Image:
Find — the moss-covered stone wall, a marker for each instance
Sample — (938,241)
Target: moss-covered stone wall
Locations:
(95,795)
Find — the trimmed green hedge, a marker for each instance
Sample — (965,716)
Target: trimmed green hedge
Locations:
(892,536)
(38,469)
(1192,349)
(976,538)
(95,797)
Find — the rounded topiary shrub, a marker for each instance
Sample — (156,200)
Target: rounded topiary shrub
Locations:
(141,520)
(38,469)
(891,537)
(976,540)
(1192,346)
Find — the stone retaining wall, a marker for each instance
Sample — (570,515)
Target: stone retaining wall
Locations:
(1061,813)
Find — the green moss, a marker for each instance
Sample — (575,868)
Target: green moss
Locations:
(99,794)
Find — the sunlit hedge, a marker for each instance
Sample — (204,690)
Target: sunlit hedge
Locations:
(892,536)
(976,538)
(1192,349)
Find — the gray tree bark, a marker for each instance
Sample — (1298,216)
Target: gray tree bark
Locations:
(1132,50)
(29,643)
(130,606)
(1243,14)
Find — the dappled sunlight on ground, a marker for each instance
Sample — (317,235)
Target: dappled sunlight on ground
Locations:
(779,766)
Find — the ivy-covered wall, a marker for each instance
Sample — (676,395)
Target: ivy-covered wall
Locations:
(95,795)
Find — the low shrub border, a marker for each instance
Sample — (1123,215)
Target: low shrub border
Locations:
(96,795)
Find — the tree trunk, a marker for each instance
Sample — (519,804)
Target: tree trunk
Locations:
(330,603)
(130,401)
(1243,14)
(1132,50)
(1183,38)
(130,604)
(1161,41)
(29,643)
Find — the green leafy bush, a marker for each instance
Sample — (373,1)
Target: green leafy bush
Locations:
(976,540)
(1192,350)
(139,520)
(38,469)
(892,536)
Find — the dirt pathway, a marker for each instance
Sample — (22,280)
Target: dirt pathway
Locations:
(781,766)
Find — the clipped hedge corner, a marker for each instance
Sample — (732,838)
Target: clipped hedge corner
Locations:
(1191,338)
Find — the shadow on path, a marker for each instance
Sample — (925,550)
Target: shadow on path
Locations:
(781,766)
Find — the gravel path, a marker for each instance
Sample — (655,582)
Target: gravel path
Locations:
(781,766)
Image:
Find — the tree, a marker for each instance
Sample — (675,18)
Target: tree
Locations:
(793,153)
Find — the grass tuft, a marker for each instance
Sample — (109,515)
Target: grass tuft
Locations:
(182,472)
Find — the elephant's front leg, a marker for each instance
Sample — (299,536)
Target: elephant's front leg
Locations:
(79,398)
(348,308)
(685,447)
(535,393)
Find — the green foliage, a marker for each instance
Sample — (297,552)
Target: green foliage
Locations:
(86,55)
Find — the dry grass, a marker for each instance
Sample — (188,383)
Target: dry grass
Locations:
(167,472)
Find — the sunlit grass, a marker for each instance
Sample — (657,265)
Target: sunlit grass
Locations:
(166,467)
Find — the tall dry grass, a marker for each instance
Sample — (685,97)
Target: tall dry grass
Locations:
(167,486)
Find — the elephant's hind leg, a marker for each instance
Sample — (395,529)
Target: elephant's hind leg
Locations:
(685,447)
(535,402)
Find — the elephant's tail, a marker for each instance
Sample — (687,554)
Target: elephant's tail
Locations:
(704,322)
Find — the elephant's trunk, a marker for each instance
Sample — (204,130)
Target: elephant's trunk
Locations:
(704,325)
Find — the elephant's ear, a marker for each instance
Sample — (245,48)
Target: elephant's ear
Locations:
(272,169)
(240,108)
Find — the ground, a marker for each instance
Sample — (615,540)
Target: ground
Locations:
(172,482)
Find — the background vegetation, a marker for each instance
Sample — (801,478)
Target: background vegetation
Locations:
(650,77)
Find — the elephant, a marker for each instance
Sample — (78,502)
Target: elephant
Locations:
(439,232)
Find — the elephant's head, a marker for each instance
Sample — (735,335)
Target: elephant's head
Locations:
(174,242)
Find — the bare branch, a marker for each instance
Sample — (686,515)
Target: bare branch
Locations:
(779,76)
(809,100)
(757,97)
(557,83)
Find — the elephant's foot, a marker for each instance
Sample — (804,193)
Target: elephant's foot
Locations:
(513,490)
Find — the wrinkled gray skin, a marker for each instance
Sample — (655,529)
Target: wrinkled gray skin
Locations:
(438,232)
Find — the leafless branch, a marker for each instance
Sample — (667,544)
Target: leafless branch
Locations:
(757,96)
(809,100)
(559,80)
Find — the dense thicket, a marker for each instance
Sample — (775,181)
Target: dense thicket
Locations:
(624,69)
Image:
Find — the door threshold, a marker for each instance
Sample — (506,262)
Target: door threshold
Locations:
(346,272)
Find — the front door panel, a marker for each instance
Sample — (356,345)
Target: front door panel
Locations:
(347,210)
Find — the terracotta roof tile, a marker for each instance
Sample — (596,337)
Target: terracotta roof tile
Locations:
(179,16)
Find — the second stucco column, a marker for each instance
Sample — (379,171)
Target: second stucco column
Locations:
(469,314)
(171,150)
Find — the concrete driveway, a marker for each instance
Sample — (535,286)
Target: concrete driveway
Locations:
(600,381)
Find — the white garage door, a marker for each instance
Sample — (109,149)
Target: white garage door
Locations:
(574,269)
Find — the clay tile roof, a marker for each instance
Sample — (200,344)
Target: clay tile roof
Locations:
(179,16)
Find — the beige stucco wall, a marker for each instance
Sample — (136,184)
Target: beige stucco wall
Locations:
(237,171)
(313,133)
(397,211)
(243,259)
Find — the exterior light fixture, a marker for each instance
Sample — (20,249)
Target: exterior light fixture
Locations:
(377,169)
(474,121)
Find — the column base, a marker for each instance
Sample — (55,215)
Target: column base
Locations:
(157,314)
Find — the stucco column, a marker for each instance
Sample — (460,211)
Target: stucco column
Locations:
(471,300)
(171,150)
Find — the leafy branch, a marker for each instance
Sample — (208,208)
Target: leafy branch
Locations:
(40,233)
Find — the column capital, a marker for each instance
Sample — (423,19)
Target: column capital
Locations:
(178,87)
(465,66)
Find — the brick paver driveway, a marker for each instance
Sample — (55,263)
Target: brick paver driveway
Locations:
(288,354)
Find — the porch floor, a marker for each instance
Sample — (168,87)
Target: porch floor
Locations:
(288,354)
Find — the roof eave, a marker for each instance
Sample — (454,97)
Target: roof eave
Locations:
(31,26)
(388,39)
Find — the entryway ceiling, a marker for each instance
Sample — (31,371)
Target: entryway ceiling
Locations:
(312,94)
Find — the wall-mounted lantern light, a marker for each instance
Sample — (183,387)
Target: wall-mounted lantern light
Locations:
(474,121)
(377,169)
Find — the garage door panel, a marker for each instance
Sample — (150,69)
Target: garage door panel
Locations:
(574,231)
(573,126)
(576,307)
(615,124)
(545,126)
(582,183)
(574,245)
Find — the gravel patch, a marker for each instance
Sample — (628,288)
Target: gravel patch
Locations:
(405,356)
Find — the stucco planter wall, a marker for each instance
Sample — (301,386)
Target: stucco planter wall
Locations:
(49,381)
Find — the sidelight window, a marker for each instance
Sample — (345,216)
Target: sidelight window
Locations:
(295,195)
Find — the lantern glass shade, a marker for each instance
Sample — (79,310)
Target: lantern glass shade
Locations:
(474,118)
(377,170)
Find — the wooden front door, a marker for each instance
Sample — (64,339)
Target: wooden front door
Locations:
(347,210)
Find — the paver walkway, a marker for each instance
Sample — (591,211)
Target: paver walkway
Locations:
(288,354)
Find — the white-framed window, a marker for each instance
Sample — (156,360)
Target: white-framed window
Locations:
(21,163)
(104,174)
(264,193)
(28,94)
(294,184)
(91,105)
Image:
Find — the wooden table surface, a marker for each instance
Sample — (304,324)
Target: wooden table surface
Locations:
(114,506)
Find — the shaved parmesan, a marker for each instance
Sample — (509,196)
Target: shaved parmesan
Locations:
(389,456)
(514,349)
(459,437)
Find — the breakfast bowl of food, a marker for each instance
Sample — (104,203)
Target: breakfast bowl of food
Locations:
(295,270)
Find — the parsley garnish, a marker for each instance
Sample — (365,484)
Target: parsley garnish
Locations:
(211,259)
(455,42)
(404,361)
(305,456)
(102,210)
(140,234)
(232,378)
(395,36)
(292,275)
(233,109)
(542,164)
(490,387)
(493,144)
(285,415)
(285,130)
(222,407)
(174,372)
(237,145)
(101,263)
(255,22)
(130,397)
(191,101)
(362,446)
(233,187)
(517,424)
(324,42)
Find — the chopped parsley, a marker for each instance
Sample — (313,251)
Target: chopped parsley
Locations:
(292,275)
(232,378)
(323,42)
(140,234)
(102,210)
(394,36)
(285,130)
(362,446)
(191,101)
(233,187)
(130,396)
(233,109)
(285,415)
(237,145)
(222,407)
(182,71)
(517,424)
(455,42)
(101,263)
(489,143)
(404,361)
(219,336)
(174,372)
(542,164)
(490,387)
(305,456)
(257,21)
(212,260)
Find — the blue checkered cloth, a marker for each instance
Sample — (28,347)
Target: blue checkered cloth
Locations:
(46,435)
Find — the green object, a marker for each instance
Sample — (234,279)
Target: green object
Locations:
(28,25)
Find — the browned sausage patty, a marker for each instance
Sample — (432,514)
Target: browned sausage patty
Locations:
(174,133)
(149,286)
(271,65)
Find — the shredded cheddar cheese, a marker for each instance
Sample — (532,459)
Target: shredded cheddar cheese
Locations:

REQUIRED WORK:
Set down only these lines, exactly: the line containing "Find — the parsley" and each line after it, through the end of the listing.

ANSWER TO THE PROBLEM:
Find — the parsley garnish, a marker for each instance
Sample — (365,484)
Target: parsley garnish
Locations:
(211,259)
(455,42)
(404,361)
(305,456)
(102,210)
(140,234)
(232,378)
(395,36)
(292,275)
(233,109)
(542,164)
(490,387)
(493,144)
(285,415)
(285,130)
(222,407)
(174,372)
(237,145)
(101,263)
(255,22)
(130,397)
(191,101)
(362,446)
(233,187)
(517,424)
(324,42)
Find — the chopped parsley, a marker for each instance
Sample — (313,251)
Target: chopped parsley
Locations:
(292,275)
(232,378)
(323,42)
(140,234)
(102,210)
(394,36)
(285,130)
(362,446)
(191,101)
(233,187)
(130,396)
(233,109)
(285,415)
(237,145)
(222,407)
(182,71)
(517,424)
(455,42)
(101,263)
(489,143)
(404,361)
(219,336)
(174,372)
(542,164)
(490,387)
(305,456)
(257,21)
(212,260)
Find — the blue checkered cloth, a marker for each instance
Sample — (28,347)
Target: blue checkered cloth
Locations:
(46,435)
Find — the green object, a marker for each instance
Sample — (234,279)
Target: green object
Locations:
(28,25)
Find — the browned sausage patty, a marker for each instance
Sample — (432,514)
Target: browned sausage patty
Locations:
(174,133)
(149,286)
(271,65)
Find — the shredded cheddar cheese, a marker for each instance
Sample — (532,459)
Target: shredded cheddar cheese
Locations:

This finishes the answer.